The push to honor a baseball pioneer from New Hampshire – Concord Monitor

When Marjorie Adams came to Mont Vernon from Connecticut recently to give a talk in the town where her great-grandfather was born, she had a confession to make.

There was a time, she admitted, “when even I thought that Abner Doubleday invented baseball.”

She doesn’t make that mistake any more.

For several years, Adams has been one of the leaders in the push to have Daniel “Doc” Adams – a Mont Vernon native who in 1857 wrote the first book of rules for what was then called Base Ball, the original of which recently sold for $3.2 million – inducted into the Baseball Hall of Fame and recognized as one of the true fathers of the game.

As part of the push, Mont Vernon will be holding a old-time baseball tournament on Sept. 23, at the town-owned Lamson Farm. Four teams playing with the equipment, uniforms and rules of 1864 will take the field for the free event, which starts at 10 a.m. And it lasts all day in a round-robin tournament. Vintage baseball teams from Maine, Massachusetts and New Hampshire will participate.

Town resident Zoe Fimbel organized the event after first learning of “Doc” Adams from an article in the Telegraph in 2016. She admits it’s surprising she didn’t know of the baseball connection before that, since she has long been part of the town’s historical society.

“When I read that article in the newspaper I was, like: how come nobody ever knew about this?’ ” she recalled.

Apparently lots of people have forgotten about Doc Adams, and not just in New Hampshire.

“He’s the true father of baseball and you’ve never heard of him,” is a quote attributed to John Thorn, Major League Baseball’s official historian.

Marjorie Adams and others are trying to change that. In 2015, Doc Adams was almost put onto the Hall of Fame ballot for what is known as the pre-integration era. Adams’ talk on Aug. 10 before the Mont Vernon Historical Society was part of an ongoing push to get him on the ballot, and in the Hall of Fame, in 2020.

That would be no small feat, considering the Hall of Fame was built in Cooperstown, N.Y., as a memorial to Abner Doubleday, the man once credited with holding the first game of baseball at that very site in 1839. That account has been largely debunked by baseball historians, opening the door to closer inspection of the game’s origins.

Daniel Lucius Adams was born in Mont Vernon in 1814. His father, also named Daniel Adams, was a physician who settled in Mont Vernon after graduating from Dartmouth and later became a state senator. He is best remembered today as author of Adams New Arithmetic, a mathematics primer that was widely used for many decades.

Doc Adams grew up in Mont Vernon, in a house on Route 13 that later burned. Adams would attend Yale and then Harvard Medical School. After college he moved to New York City, while the rest of the family moved to Keene, where most of its members are buried.

There is evidence that while in Mont Vernon the Adams children played one of the many variations of ball-and-stick games prevalent in early America: Doc Adams’s younger sister, Nancy, wrote him a letter asking where to find the family’s “bat and ball.”

But Doc Adams didn’t really get involved with the sport until he moved to New York City and set up medical practice. There, he joined a club called the Knickerbockers, which played across the river in New Jersey.

### [Questions]
[1] Please copy the stretch of the Doc Adams article from "For several years, Adams" through "of the game.", word for word.
[2] Write the next part of the Doc Adams article, picking up after its final sentence.

### [Records shown]
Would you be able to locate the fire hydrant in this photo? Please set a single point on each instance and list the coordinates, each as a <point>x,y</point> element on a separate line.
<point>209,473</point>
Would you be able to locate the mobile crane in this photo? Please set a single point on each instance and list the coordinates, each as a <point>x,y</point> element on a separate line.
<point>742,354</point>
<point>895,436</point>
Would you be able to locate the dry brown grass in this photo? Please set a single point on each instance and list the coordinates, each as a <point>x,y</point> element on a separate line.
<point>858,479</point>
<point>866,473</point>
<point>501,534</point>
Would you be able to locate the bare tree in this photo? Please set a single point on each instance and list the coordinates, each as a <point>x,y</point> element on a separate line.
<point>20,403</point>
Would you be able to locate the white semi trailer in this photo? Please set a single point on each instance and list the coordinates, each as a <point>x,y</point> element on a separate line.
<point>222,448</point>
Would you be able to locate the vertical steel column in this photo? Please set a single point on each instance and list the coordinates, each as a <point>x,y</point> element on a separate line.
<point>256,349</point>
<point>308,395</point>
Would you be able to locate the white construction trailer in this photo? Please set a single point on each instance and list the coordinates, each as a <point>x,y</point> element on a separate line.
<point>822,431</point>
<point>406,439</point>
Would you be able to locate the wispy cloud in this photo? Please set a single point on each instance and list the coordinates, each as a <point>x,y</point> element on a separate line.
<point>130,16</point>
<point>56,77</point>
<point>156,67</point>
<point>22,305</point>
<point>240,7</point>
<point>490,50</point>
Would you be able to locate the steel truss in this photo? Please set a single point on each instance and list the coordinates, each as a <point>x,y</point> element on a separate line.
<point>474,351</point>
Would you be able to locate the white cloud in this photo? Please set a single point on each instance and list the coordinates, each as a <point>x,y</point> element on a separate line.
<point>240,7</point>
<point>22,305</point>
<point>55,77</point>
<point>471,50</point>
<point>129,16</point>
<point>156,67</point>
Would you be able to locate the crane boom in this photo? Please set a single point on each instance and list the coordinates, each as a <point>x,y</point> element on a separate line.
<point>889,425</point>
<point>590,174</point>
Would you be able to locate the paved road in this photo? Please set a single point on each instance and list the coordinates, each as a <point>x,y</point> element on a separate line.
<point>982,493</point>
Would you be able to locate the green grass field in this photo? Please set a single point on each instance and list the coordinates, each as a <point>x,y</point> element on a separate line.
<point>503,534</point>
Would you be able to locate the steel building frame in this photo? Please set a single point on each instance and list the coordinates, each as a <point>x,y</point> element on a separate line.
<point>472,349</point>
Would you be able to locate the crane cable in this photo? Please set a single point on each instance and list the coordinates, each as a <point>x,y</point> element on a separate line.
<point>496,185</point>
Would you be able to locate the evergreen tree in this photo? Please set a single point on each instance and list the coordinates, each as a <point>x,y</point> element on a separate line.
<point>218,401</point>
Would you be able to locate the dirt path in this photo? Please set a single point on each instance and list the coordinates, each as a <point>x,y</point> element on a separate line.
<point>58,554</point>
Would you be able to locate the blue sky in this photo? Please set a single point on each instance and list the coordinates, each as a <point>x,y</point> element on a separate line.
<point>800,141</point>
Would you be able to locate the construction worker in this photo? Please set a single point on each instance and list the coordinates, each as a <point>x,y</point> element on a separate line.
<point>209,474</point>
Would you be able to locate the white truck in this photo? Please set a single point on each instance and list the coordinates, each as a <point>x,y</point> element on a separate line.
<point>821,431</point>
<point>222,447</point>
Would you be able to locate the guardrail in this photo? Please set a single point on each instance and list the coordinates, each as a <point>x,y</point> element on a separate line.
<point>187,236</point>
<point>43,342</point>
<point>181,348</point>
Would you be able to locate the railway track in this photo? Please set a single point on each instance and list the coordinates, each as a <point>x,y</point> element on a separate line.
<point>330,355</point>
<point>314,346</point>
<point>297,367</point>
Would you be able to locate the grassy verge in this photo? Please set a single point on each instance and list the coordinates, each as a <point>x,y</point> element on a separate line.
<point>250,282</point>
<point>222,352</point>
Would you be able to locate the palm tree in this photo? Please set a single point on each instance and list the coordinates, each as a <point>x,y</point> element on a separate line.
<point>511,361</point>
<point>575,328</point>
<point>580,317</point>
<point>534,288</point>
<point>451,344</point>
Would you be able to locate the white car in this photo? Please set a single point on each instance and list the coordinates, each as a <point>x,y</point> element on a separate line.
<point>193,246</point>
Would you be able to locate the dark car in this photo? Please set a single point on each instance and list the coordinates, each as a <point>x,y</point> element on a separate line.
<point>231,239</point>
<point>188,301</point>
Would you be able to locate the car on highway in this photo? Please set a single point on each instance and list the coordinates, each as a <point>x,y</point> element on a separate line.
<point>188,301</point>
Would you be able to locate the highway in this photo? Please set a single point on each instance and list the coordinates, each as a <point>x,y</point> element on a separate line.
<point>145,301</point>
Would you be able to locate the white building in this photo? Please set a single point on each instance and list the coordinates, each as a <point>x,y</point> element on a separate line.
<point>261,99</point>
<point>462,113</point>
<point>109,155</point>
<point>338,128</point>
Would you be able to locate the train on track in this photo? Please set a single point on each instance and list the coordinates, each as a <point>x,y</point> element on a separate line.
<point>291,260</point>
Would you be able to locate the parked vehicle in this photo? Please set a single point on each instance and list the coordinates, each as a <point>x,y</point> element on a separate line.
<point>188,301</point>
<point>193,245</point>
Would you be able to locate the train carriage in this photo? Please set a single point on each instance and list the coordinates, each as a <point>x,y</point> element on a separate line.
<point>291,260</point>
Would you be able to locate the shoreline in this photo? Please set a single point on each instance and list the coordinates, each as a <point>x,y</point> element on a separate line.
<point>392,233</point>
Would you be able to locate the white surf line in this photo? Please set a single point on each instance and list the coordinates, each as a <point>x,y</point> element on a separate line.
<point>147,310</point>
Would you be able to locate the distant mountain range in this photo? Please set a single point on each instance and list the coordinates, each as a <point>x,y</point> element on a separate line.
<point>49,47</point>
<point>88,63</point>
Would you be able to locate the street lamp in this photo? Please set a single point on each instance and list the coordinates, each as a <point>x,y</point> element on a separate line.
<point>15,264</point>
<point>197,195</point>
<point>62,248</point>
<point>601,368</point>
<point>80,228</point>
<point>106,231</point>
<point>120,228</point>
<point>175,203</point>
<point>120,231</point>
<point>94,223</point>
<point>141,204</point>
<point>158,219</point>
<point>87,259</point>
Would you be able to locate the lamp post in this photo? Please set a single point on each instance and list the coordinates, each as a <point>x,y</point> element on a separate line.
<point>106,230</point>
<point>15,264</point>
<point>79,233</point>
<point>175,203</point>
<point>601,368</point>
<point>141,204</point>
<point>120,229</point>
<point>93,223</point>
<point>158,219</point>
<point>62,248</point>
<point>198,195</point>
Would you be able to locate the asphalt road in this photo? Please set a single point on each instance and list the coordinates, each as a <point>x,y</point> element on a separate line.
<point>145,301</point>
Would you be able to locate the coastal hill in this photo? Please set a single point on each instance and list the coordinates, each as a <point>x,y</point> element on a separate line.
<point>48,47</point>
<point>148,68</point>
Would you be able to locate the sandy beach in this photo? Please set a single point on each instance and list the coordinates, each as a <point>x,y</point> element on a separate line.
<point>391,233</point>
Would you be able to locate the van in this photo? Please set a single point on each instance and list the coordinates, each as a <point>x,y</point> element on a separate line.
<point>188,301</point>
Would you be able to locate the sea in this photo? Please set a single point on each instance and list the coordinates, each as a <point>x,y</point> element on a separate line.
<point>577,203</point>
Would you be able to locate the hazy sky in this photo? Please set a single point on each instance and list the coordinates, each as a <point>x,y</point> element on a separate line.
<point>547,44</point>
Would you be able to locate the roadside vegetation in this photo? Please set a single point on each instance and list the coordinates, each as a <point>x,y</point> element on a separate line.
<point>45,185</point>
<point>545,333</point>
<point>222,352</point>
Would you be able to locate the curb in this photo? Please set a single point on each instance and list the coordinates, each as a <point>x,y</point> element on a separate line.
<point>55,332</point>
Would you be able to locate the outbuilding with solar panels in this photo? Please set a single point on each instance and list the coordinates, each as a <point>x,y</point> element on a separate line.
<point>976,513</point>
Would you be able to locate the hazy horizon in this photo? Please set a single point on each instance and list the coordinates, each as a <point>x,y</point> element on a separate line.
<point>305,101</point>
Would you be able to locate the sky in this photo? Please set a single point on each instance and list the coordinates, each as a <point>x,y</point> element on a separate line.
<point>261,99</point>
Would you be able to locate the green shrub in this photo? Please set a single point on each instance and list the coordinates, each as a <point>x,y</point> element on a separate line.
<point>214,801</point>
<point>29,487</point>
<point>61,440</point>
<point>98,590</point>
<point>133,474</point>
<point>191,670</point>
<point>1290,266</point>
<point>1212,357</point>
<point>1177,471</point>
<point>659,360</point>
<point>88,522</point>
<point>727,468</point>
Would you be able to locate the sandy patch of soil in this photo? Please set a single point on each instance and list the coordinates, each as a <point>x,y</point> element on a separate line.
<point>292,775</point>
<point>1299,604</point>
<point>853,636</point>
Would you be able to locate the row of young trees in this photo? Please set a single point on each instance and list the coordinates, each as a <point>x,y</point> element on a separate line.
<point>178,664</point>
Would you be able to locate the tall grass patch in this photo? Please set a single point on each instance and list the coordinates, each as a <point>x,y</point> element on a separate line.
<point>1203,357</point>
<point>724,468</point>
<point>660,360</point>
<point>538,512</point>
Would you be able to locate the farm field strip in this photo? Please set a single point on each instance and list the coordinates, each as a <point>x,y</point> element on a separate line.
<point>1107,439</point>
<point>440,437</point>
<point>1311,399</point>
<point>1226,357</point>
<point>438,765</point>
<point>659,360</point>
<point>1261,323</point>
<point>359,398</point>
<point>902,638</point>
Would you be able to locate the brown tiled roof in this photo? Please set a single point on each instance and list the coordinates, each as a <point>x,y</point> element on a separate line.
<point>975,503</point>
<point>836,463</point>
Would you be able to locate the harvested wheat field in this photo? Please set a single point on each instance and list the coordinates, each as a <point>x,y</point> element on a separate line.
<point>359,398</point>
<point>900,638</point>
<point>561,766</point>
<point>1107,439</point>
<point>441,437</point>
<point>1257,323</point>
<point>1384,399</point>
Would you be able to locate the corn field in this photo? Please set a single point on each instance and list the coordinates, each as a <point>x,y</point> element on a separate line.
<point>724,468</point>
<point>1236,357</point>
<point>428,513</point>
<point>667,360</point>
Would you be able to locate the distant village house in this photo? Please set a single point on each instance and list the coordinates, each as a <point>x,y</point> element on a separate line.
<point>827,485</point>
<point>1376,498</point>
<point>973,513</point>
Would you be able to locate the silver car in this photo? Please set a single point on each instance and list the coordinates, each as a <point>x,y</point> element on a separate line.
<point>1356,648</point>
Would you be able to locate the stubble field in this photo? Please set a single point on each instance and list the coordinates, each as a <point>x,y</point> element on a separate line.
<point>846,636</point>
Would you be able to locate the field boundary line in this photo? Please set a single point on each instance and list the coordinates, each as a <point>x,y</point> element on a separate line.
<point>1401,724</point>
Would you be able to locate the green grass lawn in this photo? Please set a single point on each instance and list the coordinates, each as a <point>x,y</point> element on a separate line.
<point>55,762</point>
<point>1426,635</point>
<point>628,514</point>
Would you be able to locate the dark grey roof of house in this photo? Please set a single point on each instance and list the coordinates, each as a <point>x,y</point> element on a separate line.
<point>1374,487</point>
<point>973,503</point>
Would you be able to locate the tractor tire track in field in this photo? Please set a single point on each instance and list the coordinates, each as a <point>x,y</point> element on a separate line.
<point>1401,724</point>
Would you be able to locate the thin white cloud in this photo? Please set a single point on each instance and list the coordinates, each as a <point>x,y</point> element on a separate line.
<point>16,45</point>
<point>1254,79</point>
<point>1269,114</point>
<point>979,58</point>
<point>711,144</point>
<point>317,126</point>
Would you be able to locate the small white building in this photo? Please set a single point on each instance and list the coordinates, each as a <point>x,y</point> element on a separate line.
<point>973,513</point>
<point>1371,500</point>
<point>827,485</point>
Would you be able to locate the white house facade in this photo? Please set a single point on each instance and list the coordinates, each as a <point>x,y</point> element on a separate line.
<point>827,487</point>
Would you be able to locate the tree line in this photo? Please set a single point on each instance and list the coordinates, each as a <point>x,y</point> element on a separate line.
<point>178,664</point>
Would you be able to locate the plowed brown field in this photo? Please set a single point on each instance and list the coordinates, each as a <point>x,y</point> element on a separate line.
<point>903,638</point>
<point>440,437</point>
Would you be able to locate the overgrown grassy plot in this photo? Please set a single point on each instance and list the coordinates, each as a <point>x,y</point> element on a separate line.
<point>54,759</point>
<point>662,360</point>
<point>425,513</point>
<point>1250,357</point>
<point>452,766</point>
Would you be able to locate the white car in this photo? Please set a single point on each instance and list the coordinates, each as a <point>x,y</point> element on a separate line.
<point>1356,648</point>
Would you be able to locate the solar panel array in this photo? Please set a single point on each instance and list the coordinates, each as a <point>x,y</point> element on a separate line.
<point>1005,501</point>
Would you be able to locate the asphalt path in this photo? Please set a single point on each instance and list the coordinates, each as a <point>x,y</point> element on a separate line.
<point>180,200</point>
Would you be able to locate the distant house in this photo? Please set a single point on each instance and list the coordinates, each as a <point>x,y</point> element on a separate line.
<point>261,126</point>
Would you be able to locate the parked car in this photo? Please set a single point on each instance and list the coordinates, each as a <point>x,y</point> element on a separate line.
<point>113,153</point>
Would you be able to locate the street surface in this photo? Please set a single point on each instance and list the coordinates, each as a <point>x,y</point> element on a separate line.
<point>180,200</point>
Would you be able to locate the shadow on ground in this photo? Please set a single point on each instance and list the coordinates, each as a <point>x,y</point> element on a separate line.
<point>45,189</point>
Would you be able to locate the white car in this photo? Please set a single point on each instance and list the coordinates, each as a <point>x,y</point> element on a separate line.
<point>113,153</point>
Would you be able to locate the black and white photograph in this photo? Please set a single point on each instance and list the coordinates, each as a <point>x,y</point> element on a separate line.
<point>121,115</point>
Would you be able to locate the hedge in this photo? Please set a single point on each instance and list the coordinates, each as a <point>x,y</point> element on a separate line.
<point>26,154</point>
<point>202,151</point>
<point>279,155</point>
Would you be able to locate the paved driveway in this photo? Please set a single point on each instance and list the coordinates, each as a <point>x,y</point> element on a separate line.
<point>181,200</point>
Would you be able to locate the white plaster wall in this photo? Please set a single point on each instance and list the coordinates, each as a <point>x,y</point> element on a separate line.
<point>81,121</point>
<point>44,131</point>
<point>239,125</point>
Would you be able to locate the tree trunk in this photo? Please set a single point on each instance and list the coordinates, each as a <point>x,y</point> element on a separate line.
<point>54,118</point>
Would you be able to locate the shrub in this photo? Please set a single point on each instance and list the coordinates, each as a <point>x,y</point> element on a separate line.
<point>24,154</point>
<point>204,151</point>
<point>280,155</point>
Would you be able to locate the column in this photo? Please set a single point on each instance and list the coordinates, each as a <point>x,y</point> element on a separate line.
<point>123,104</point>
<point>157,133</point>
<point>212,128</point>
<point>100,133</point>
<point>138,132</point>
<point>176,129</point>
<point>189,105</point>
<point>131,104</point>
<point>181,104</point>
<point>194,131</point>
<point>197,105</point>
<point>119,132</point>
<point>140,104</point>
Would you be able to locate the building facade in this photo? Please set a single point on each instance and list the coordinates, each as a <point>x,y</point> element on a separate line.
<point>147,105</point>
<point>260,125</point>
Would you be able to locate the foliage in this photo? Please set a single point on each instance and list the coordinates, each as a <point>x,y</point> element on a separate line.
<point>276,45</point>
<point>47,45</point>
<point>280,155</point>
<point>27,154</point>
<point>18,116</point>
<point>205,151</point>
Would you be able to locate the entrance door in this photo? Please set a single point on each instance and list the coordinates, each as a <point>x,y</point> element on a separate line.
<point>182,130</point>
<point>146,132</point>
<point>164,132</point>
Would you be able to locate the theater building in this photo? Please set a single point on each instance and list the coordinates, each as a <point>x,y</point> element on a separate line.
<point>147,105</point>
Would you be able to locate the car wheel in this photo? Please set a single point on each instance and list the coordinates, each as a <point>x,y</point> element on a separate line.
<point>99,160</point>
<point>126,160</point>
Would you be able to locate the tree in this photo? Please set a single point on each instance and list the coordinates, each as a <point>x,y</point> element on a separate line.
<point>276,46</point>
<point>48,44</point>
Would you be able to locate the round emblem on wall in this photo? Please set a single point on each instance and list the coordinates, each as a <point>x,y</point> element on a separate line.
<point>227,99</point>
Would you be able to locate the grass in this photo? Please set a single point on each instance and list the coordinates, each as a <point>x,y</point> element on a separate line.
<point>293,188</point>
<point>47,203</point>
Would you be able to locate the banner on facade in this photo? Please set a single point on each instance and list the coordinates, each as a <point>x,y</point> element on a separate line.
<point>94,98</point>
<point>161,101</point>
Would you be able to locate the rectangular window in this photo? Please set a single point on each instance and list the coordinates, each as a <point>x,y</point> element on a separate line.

### [Your written answers]
[1]
For several years, Adams has been one of the leaders in the push to have Daniel “Doc” Adams – a Mont Vernon native who in 1857 wrote the first book of rules for what was then called Base Ball, the original of which recently sold for $3.2 million – inducted into the Baseball Hall of Fame and recognized as one of the true fathers of the game.

[2]
As Marjorie Adams told it, Doc Adams was influential in keeping the club going during its early years, rounding up players when participation waned, helping figure out the rules, and even making equipment.

She has a recording of her grandfather recalling his father preparing balls, which were made covered with leather that was sometimes made out of friends’ old galoshes.

“He remembers his father soaking the balls in water, to make the leather harder,” she said.

Doc Adams’s real legacy, however, came in 1857, when he was elected president of the Base Ball Convention held to codify rules for the new game, and was the main author on the first “Law of Base Ball.”

His hand-written notes, found after being lost for decades and sold for millions at auction in 2016, were the first time it was written down that teams had nine men, that games were nine innings (a decision made despite a loud contingent who wanted it limited to seven) and that bases were 90 feet apart. It also described home plate as being a round, white object made of hard material.

“What does that look like? It looks like a dinner plate! That’s why it is called home plate,” Marjorie Adams told the crowd.

Doc Adams later umpired at the first equivalent of an all-star game in 1858, also the first baseball game for which admission was charged. In that role he was probably the first person to ever call a non-swinging strike on a batter. And if that’s not enough, he is also credited with inventing the shortstop position.

Doc Adams retired from the game after his first child was born and his work was largely forgotten, while the tale of Doubleday’s invention of the game took over the national memory.

As for Marjorie Adams, she only found out about the connection when a vintage baseball club contacted her mother. She met a historian who told her more and then read Thoren’s 2011 book Baseball in the Garden of Eden, which fired up her ambition to help get more recognition for her ancestor.

She’s got a website – DocAdamsBaseball.org – and a petition to put him on the 2020 ballot for the Baseball Hall of Fame. “I’m not going to stop!”